#### Material for the task ####
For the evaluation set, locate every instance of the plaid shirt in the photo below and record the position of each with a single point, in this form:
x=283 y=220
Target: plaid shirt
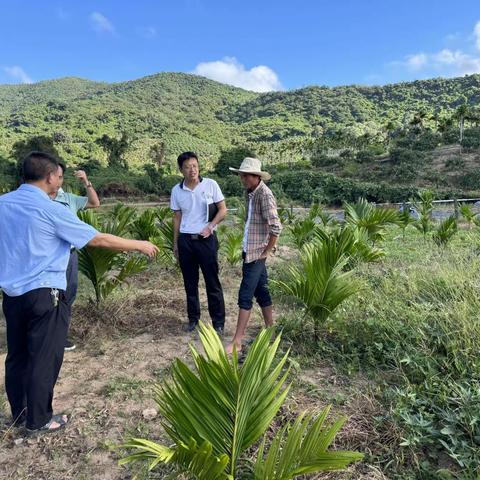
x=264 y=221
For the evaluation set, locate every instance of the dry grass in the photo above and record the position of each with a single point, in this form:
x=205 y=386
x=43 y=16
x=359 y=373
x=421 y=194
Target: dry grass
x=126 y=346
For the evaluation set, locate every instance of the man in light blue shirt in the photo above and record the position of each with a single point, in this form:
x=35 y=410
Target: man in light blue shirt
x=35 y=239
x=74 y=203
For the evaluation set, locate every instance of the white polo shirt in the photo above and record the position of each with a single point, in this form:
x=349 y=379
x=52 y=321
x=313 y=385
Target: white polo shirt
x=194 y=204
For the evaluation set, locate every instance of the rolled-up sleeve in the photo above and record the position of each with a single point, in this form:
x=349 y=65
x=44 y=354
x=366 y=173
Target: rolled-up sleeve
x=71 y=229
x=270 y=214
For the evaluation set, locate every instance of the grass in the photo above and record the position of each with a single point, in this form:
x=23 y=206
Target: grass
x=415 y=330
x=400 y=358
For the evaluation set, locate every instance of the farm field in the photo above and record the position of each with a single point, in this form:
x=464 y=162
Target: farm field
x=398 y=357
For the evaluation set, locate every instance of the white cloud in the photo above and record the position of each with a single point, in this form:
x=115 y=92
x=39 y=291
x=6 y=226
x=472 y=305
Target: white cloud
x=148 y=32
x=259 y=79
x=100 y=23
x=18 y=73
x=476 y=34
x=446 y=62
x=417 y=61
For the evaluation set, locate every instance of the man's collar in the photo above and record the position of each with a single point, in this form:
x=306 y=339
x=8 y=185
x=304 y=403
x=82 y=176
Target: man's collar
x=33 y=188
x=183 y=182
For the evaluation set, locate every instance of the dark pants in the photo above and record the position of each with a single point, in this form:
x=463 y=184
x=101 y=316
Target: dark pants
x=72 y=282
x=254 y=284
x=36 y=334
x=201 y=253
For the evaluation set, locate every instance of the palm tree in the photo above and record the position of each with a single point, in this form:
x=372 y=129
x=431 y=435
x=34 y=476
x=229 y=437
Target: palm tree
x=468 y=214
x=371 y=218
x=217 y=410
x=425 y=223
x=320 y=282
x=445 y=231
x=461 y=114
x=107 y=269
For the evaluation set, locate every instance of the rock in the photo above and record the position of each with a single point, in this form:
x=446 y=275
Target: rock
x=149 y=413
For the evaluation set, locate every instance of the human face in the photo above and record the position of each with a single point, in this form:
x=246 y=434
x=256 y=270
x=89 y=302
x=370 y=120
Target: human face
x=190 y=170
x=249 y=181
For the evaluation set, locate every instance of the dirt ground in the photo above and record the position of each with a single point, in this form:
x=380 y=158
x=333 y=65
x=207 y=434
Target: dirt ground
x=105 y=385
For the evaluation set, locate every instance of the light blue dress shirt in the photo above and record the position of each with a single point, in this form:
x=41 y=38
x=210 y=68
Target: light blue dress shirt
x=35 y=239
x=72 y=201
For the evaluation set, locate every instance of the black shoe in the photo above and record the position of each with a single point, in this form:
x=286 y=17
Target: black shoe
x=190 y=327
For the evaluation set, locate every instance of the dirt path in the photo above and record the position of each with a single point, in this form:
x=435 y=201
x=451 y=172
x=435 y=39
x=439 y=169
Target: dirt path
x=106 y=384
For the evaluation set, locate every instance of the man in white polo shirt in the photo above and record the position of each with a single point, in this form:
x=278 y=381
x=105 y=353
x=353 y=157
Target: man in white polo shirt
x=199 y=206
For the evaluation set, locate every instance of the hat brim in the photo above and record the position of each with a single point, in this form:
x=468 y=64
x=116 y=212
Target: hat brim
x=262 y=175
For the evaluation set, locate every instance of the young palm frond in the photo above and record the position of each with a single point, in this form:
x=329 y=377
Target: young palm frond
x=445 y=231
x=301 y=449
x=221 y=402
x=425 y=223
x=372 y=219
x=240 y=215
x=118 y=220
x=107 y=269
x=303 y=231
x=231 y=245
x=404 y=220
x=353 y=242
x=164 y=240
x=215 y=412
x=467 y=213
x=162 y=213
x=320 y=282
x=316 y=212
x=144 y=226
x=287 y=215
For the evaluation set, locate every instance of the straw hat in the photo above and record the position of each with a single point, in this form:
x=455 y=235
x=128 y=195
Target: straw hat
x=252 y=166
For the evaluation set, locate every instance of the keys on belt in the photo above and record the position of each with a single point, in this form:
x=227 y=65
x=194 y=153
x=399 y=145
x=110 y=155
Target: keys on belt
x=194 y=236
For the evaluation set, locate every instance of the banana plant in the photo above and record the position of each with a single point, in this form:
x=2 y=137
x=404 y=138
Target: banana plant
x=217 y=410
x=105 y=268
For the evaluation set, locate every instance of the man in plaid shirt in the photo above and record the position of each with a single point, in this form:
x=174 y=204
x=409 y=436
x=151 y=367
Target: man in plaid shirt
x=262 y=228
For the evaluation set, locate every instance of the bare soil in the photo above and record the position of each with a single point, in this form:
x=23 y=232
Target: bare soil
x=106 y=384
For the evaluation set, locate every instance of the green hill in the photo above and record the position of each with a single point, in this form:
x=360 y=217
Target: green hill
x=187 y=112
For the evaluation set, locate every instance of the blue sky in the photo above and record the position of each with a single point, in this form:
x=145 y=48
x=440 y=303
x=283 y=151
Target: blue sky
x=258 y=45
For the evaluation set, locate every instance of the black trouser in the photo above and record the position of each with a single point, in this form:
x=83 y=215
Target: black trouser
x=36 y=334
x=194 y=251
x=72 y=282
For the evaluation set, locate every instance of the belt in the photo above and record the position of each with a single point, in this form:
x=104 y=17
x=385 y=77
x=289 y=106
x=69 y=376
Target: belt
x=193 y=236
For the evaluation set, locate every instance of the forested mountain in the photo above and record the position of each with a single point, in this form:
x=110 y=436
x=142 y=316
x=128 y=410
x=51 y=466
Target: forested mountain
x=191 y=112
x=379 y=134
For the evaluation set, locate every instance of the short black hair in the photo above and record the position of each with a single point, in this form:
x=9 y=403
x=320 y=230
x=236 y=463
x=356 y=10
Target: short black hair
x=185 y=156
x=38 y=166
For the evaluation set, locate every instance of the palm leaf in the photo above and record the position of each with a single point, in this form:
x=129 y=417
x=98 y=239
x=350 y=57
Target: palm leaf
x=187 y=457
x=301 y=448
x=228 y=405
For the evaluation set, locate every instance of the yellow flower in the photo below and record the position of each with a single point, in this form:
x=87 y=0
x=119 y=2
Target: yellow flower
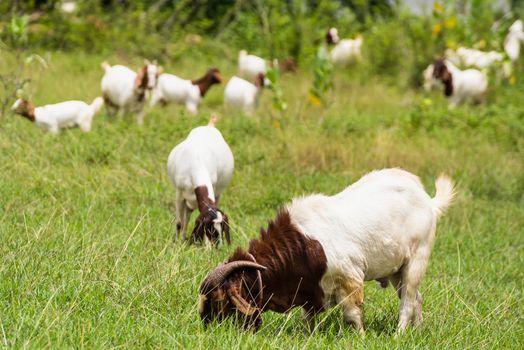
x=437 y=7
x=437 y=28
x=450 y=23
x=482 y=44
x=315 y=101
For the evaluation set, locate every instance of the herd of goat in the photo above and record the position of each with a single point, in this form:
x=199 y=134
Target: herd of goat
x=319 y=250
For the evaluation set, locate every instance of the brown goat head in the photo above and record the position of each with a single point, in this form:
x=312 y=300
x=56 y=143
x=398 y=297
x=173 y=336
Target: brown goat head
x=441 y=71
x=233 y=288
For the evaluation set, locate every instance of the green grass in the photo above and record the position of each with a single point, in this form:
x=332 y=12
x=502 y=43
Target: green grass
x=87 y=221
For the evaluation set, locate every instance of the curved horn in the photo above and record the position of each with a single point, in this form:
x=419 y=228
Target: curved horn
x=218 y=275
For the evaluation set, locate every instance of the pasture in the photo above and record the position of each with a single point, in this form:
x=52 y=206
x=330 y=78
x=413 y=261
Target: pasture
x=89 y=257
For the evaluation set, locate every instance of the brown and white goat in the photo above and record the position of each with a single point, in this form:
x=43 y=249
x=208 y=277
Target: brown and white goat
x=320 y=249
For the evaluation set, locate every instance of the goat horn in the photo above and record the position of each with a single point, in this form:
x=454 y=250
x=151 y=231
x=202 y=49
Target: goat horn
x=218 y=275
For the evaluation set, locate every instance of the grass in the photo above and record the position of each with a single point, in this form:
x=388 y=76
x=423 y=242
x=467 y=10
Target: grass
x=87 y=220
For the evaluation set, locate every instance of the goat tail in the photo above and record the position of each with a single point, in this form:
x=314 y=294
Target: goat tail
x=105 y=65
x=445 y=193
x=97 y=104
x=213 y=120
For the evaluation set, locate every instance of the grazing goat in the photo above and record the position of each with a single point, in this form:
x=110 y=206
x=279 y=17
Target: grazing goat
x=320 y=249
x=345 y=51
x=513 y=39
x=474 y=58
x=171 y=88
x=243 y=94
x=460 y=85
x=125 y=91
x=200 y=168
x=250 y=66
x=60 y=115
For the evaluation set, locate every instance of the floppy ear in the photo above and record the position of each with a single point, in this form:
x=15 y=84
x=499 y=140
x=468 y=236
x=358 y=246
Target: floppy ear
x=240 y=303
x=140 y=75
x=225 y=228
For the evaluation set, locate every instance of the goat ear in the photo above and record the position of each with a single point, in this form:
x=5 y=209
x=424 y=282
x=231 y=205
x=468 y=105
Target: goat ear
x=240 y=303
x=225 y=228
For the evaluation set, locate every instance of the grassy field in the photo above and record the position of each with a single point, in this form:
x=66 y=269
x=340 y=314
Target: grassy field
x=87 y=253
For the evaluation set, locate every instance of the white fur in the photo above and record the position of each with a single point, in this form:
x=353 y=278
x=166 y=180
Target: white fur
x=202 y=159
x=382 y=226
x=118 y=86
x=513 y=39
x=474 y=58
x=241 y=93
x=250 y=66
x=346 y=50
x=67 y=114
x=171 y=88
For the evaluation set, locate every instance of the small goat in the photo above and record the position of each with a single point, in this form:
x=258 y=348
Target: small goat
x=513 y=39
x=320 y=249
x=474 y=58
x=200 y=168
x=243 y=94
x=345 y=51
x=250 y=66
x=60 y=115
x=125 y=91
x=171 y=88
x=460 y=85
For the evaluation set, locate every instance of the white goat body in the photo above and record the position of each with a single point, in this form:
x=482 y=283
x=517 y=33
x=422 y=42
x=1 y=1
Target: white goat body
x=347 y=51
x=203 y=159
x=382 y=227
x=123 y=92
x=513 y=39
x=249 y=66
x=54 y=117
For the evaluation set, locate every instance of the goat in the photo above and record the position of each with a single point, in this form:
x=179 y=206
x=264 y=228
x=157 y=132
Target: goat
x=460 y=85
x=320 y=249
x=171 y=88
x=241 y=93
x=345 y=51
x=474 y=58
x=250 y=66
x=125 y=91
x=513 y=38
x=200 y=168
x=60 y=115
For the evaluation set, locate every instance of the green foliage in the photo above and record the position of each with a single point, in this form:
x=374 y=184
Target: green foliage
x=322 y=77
####
• [Task statement]:
Copy every line from the start of the entries through the line that contains "x=126 y=346", requests included. Multiply each coordinate in the answers by 1.25 and round to whole numbers with halves going up, keep the sample points in the requests unchanged, and leave the pictures out.

• [Exercise answer]:
For the evaluation set, locate every instance of the plaid shirt in the photo below and record the position of each with a single point, in this form:
x=283 y=220
Target: plaid shirt
x=330 y=276
For the evaluation set, locate every instance of the dry grass in the photo above and record the position of each with a single point, in this form:
x=205 y=386
x=43 y=16
x=359 y=373
x=421 y=194
Target: dry grass
x=158 y=433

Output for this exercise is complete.